> _WHAT THE EXERCISE ASKS_: After locating the line that holds "Locate every instance of the water", transcribe it and each following line to the end of the records, changing nothing and adding nothing.

==== GIVEN INFORMATION

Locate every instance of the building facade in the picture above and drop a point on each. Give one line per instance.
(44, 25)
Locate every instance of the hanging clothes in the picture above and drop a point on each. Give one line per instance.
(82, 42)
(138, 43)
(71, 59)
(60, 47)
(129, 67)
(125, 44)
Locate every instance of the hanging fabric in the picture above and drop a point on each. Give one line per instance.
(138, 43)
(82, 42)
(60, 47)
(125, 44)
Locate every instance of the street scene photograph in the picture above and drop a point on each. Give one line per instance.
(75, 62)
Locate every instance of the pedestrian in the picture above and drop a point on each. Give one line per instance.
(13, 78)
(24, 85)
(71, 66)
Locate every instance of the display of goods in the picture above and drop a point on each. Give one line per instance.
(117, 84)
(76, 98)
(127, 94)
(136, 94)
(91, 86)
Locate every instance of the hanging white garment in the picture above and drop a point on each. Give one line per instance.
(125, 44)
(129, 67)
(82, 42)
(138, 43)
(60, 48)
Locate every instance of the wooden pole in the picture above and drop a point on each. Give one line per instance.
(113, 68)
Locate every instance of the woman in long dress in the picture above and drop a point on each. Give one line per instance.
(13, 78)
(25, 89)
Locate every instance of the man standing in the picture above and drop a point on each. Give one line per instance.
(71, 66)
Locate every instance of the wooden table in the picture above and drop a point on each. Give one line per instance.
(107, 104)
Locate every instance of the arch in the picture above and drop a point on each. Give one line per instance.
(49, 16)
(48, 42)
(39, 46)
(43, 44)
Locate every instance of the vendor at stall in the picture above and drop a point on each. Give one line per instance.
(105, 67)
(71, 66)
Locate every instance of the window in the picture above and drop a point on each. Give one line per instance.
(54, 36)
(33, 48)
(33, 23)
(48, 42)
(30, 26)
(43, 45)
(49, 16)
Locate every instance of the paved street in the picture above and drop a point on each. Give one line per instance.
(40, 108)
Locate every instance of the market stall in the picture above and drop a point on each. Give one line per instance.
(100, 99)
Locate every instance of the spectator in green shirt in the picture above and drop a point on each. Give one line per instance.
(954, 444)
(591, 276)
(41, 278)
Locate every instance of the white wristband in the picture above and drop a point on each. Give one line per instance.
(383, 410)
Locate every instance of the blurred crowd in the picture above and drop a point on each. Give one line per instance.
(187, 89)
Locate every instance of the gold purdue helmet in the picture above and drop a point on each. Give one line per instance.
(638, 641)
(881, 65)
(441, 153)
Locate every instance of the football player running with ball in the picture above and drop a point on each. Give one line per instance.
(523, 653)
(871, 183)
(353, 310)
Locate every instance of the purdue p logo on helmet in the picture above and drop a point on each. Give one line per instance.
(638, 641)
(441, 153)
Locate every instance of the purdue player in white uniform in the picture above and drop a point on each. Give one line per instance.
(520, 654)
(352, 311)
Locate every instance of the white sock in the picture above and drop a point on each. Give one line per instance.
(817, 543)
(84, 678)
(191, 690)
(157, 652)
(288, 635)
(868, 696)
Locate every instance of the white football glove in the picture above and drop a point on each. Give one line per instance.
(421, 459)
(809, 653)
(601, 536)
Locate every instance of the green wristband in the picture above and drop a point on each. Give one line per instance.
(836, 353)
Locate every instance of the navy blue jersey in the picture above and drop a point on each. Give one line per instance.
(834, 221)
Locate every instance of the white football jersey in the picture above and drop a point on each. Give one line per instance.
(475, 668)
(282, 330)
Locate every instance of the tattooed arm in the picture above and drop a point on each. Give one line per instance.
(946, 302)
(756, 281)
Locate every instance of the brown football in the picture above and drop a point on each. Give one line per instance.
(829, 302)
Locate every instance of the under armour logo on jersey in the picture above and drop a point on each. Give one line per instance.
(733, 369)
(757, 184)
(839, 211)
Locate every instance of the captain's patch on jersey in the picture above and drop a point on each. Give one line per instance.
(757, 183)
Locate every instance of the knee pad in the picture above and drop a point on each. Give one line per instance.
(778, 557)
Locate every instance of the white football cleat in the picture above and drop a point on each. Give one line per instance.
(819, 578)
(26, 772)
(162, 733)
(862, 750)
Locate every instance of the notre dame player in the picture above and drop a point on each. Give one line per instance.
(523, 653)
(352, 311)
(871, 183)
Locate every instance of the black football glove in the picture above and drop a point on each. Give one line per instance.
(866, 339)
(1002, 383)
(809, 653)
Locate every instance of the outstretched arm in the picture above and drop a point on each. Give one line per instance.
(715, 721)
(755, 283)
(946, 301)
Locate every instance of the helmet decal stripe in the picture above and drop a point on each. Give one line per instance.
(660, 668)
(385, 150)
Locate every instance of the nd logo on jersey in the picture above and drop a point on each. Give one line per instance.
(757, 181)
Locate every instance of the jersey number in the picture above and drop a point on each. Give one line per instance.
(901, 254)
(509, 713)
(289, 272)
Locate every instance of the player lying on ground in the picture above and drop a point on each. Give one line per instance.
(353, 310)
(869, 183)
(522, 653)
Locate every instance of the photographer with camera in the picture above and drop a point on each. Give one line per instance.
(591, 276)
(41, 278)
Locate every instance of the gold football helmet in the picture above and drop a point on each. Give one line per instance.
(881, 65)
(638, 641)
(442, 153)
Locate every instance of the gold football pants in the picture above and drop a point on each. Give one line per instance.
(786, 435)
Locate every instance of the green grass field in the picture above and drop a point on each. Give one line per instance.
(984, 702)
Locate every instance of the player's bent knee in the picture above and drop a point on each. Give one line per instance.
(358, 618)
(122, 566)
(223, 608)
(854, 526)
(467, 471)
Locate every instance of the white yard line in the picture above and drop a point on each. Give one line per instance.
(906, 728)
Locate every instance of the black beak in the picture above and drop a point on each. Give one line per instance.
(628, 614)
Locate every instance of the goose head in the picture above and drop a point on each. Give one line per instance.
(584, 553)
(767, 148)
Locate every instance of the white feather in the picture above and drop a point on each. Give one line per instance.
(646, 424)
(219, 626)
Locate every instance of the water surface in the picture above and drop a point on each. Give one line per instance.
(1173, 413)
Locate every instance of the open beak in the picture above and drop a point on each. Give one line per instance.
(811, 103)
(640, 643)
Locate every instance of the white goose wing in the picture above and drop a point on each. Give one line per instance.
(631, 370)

========

> _TASK SOLUTION_:
Locate every instance of the water surface in the picture above and drop a point on each. Give one line per instance.
(1173, 413)
Locate every instance of the open beak in the picture above and drop a point on each. Give one line per instance.
(811, 103)
(640, 643)
Locate every instance of the white goose wing in the picture above and drop a point on each. Give one line per instance.
(631, 370)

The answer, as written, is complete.